*** Material for this task
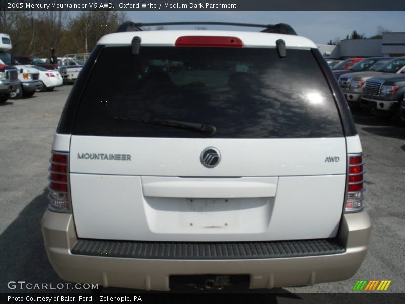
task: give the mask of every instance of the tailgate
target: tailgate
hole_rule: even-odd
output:
[[[200,160],[208,146],[221,154],[214,168]],[[344,138],[73,136],[71,147],[80,238],[259,241],[328,238],[337,231]]]

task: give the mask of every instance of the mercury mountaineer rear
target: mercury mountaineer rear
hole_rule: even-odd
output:
[[[160,290],[352,277],[362,151],[316,46],[284,24],[141,30],[157,25],[100,39],[64,108],[42,222],[58,274]]]

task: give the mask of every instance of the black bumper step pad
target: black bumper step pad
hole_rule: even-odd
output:
[[[148,259],[229,260],[300,257],[343,253],[335,239],[272,242],[187,242],[79,239],[73,254]]]

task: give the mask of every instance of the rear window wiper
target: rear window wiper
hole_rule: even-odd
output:
[[[114,119],[118,120],[136,122],[144,124],[150,124],[152,125],[159,125],[160,126],[167,126],[178,129],[190,130],[196,132],[208,133],[208,136],[213,136],[217,133],[217,128],[212,125],[205,125],[196,123],[190,123],[188,122],[180,122],[179,121],[168,119],[143,119],[141,118],[134,118],[131,117],[118,117],[114,116]]]

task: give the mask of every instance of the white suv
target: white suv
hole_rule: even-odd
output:
[[[42,219],[58,274],[160,290],[352,276],[362,148],[316,45],[284,24],[140,30],[154,25],[100,39],[63,110]]]

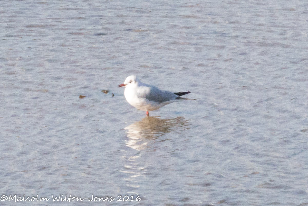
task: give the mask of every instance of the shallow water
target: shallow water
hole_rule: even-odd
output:
[[[308,205],[306,1],[1,3],[1,195]],[[132,74],[198,101],[147,118]]]

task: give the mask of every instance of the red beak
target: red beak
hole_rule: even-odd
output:
[[[118,86],[118,87],[124,87],[124,86],[126,86],[126,84],[121,84],[119,86]]]

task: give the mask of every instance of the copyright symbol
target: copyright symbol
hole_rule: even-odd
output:
[[[6,195],[3,195],[1,196],[1,198],[0,199],[0,200],[1,200],[1,201],[5,201],[6,200],[7,200],[8,198],[9,198]]]

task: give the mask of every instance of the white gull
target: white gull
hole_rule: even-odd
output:
[[[156,87],[141,82],[134,75],[128,76],[123,84],[118,86],[125,87],[124,96],[127,102],[138,109],[146,111],[147,116],[149,111],[156,110],[172,102],[196,100],[180,97],[190,93],[189,91],[174,93],[160,90]]]

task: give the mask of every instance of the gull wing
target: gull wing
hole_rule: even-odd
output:
[[[173,100],[178,97],[171,92],[161,90],[154,86],[140,87],[138,90],[138,97],[159,104]]]

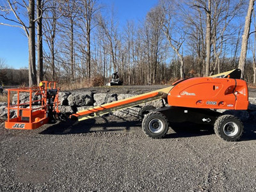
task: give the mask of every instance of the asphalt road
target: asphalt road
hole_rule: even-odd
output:
[[[256,127],[244,124],[241,141],[226,142],[198,125],[153,140],[138,120],[113,116],[33,131],[2,124],[0,191],[256,191]]]
[[[256,132],[239,142],[212,129],[170,129],[153,140],[113,117],[0,129],[1,191],[255,191]]]

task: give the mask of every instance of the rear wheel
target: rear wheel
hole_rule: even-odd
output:
[[[244,127],[236,116],[225,115],[219,116],[214,124],[217,136],[227,141],[236,141],[243,134]]]
[[[149,111],[153,109],[156,109],[156,108],[152,106],[145,106],[144,107],[141,108],[139,114],[140,119],[142,121],[143,120],[144,116],[147,114],[148,114]]]
[[[167,118],[159,112],[150,112],[142,121],[142,129],[147,135],[152,138],[163,138],[168,129]]]

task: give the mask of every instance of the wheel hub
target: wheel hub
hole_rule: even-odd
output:
[[[153,133],[159,133],[164,129],[164,123],[161,120],[154,118],[148,124],[149,130]]]
[[[223,131],[228,136],[234,136],[238,133],[238,125],[235,122],[228,122],[224,125]]]

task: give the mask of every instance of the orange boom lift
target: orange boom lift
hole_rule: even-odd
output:
[[[54,120],[58,110],[58,92],[56,82],[42,81],[38,87],[19,88],[8,90],[8,115],[5,128],[14,129],[34,129]],[[11,93],[17,94],[17,104],[10,104]],[[20,96],[26,95],[29,102],[20,103]],[[40,104],[39,108],[34,104]],[[17,117],[10,118],[10,113]]]
[[[226,141],[237,141],[243,133],[241,121],[230,115],[223,115],[214,109],[246,110],[248,106],[248,93],[246,83],[241,79],[241,70],[233,70],[208,77],[194,77],[182,79],[172,86],[132,97],[109,104],[78,111],[70,117],[81,121],[101,116],[113,111],[138,106],[142,103],[162,99],[168,104],[158,109],[146,106],[141,108],[140,115],[143,119],[144,132],[153,138],[164,137],[169,125],[180,123],[196,123],[212,125],[214,131]],[[58,93],[56,83],[44,82],[44,86],[35,90],[15,89],[8,90],[18,92],[18,104],[8,104],[8,118],[6,122],[8,129],[31,129],[47,123],[50,119],[60,116],[58,109]],[[50,84],[54,83],[54,86]],[[19,103],[21,92],[29,93],[29,108],[22,108],[24,104]],[[32,100],[33,93],[40,93],[40,100]],[[33,111],[32,103],[41,102],[40,110]],[[10,111],[17,110],[17,117],[10,119]]]

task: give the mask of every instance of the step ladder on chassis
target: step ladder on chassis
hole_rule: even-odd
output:
[[[170,87],[78,111],[70,117],[81,121],[148,101],[162,99],[168,106],[156,109],[147,106],[142,108],[140,112],[143,119],[143,131],[148,136],[153,138],[164,137],[169,125],[173,124],[186,123],[189,125],[189,123],[196,123],[212,125],[218,137],[224,140],[237,141],[242,136],[243,124],[237,118],[230,115],[223,115],[216,109],[247,109],[248,87],[244,81],[239,79],[240,77],[241,70],[236,69],[207,77],[182,79]],[[60,114],[58,109],[59,89],[56,88],[56,83],[44,83],[44,88],[39,86],[35,90],[31,88],[26,90],[30,93],[28,109],[22,108],[24,104],[18,102],[15,106],[8,104],[6,128],[35,129],[49,122],[52,114],[54,117]],[[54,83],[54,87],[50,87],[49,83]],[[18,92],[19,93],[24,90],[9,90],[8,103],[11,91]],[[34,109],[32,109],[32,103],[36,102],[32,101],[32,93],[34,92],[40,92],[42,95],[40,112],[33,111]],[[17,118],[10,118],[11,109],[19,111]]]

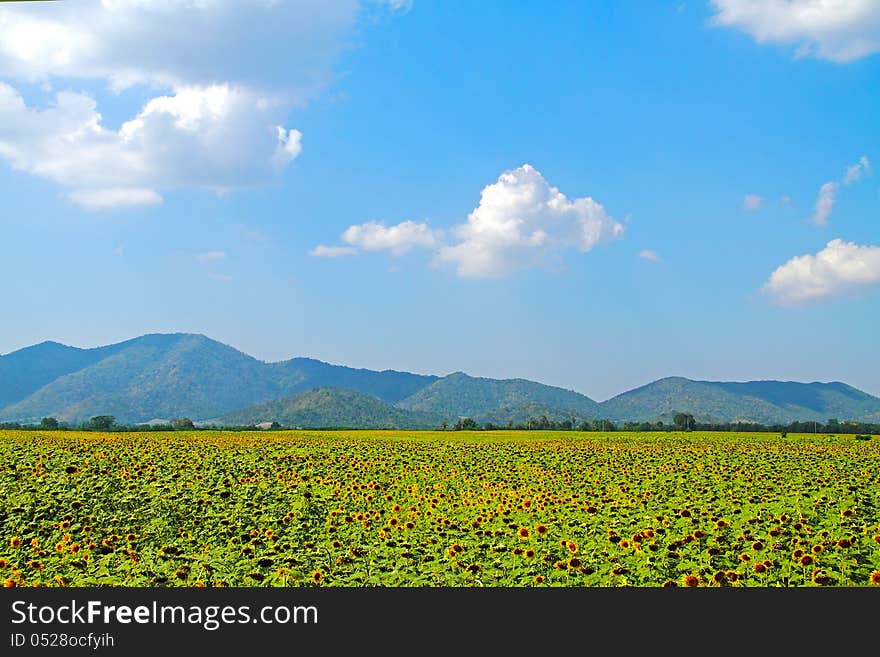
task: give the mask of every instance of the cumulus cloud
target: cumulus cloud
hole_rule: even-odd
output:
[[[770,275],[763,291],[795,304],[880,283],[880,246],[835,239],[817,254],[796,256]]]
[[[385,226],[377,221],[349,226],[342,233],[342,241],[364,251],[389,251],[403,255],[415,247],[431,248],[437,243],[439,233],[426,223],[404,221],[395,226]]]
[[[760,210],[764,205],[764,197],[757,194],[746,194],[743,197],[743,210],[746,212],[754,212]]]
[[[813,223],[817,226],[828,225],[828,218],[834,209],[834,202],[841,184],[851,185],[862,179],[863,176],[871,175],[871,163],[867,156],[862,155],[859,161],[846,168],[846,172],[840,182],[830,181],[819,188],[819,197],[816,199],[816,208],[813,210]]]
[[[355,255],[360,251],[388,251],[400,256],[414,248],[432,248],[442,236],[442,231],[431,230],[427,222],[403,221],[386,226],[380,221],[368,221],[349,226],[341,240],[348,246],[316,246],[309,255],[325,258]]]
[[[309,251],[309,255],[318,258],[339,258],[340,256],[356,255],[357,252],[357,249],[353,246],[325,246],[319,244]]]
[[[848,62],[880,52],[880,0],[712,0],[713,22],[800,56]]]
[[[816,208],[813,210],[813,223],[817,226],[826,226],[828,217],[834,209],[834,200],[840,184],[827,182],[819,188],[819,197],[816,199]]]
[[[85,94],[60,92],[34,108],[0,82],[0,158],[84,206],[154,204],[163,189],[222,191],[273,178],[301,148],[301,134],[280,125],[283,114],[247,89],[186,87],[111,130]]]
[[[592,198],[569,200],[524,164],[483,188],[479,206],[452,232],[459,242],[440,249],[439,263],[462,277],[500,278],[566,249],[587,252],[618,239],[623,226]]]
[[[2,148],[2,144],[0,144]],[[70,193],[70,200],[85,208],[101,209],[126,205],[158,205],[162,197],[152,189],[142,187],[107,187],[103,189],[77,189]]]
[[[871,162],[866,155],[862,155],[859,161],[846,168],[846,175],[843,177],[844,185],[851,185],[858,182],[863,176],[871,175]]]
[[[193,254],[198,262],[217,262],[218,260],[226,260],[225,251],[207,251],[206,253]]]
[[[386,11],[408,2],[379,2]],[[302,149],[285,127],[323,91],[351,43],[358,0],[77,0],[0,11],[0,158],[90,208],[161,202],[271,180]],[[151,100],[121,129],[71,80]],[[60,89],[25,106],[11,84]],[[79,86],[79,85],[78,85]]]
[[[357,14],[357,0],[16,3],[0,12],[0,76],[230,83],[299,102],[332,80]]]

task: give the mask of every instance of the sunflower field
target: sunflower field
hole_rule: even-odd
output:
[[[0,431],[0,581],[880,585],[880,440]]]

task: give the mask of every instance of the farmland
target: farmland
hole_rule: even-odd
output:
[[[866,586],[880,440],[0,432],[7,586]]]

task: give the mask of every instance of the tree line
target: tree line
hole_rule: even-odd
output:
[[[198,431],[217,430],[253,431],[254,425],[210,426],[198,427],[189,418],[169,420],[166,424],[118,424],[112,415],[96,415],[80,424],[71,425],[54,417],[44,417],[39,424],[22,424],[19,422],[0,422],[0,429],[22,429],[40,431]],[[278,422],[273,422],[269,429],[285,429]],[[315,427],[345,428],[345,427]],[[351,428],[351,427],[348,427]],[[615,422],[610,419],[578,420],[577,418],[552,420],[546,415],[530,417],[525,422],[508,422],[480,424],[473,418],[462,417],[451,425],[443,422],[439,427],[443,431],[751,431],[772,432],[785,435],[791,433],[843,433],[843,434],[880,434],[880,423],[854,422],[830,418],[825,422],[795,421],[789,424],[760,424],[757,422],[698,422],[690,413],[676,413],[672,422]]]

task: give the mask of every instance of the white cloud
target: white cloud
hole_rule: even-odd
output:
[[[318,258],[338,258],[340,256],[356,255],[357,249],[353,246],[325,246],[319,244],[309,251],[310,256]]]
[[[342,241],[364,251],[390,251],[392,255],[403,255],[415,247],[433,247],[438,236],[439,233],[431,230],[427,223],[404,221],[385,226],[368,221],[346,228]]]
[[[623,236],[623,225],[590,197],[569,200],[531,165],[505,171],[483,188],[479,206],[440,249],[459,276],[500,278],[540,265],[565,249],[587,252]]]
[[[870,175],[871,162],[868,160],[867,155],[862,155],[858,162],[846,168],[846,175],[843,177],[843,184],[851,185],[854,182],[860,181],[863,176]]]
[[[797,256],[780,266],[764,292],[783,304],[800,303],[880,283],[880,246],[831,240],[816,255]]]
[[[819,197],[816,199],[816,208],[813,211],[813,223],[817,226],[826,226],[831,211],[834,209],[834,201],[837,192],[840,191],[840,185],[851,185],[862,179],[863,176],[871,175],[871,163],[867,156],[862,155],[859,161],[846,168],[841,182],[827,182],[819,188]]]
[[[834,199],[840,184],[827,182],[819,188],[819,197],[816,199],[816,209],[813,210],[813,223],[817,226],[826,226],[828,217],[834,209]]]
[[[332,81],[357,0],[77,0],[0,12],[0,76],[116,88],[230,83],[303,102]]]
[[[746,212],[754,212],[760,210],[764,205],[764,197],[757,194],[746,194],[743,197],[743,210]]]
[[[301,148],[300,133],[280,127],[283,114],[247,89],[186,87],[110,130],[85,94],[60,92],[38,109],[0,82],[0,158],[88,207],[154,204],[159,190],[271,180]]]
[[[880,0],[712,0],[716,25],[847,62],[880,52]]]
[[[384,2],[391,11],[407,12],[412,9],[413,0],[380,0]]]
[[[193,254],[198,262],[217,262],[218,260],[226,260],[225,251],[208,251],[206,253]]]
[[[382,3],[379,3],[380,5]],[[334,80],[358,0],[77,0],[4,4],[0,80],[58,89],[26,107],[0,82],[0,158],[55,181],[77,203],[156,203],[163,190],[261,184],[295,159],[284,127]],[[409,2],[386,0],[385,10]],[[72,80],[149,100],[120,130]],[[81,85],[77,84],[78,88]]]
******
[Instructions to follow] Pull out every line of the records that contains the word "white". Case counts, so copy only the lines where it appears with the same capitalization.

[Solution for this problem]
task: give the mask of every instance of the white suv
target: white suv
task: give the mask of every instance of the white gull
target: white gull
task: give the mask of every instance of the white cloud
target: white cloud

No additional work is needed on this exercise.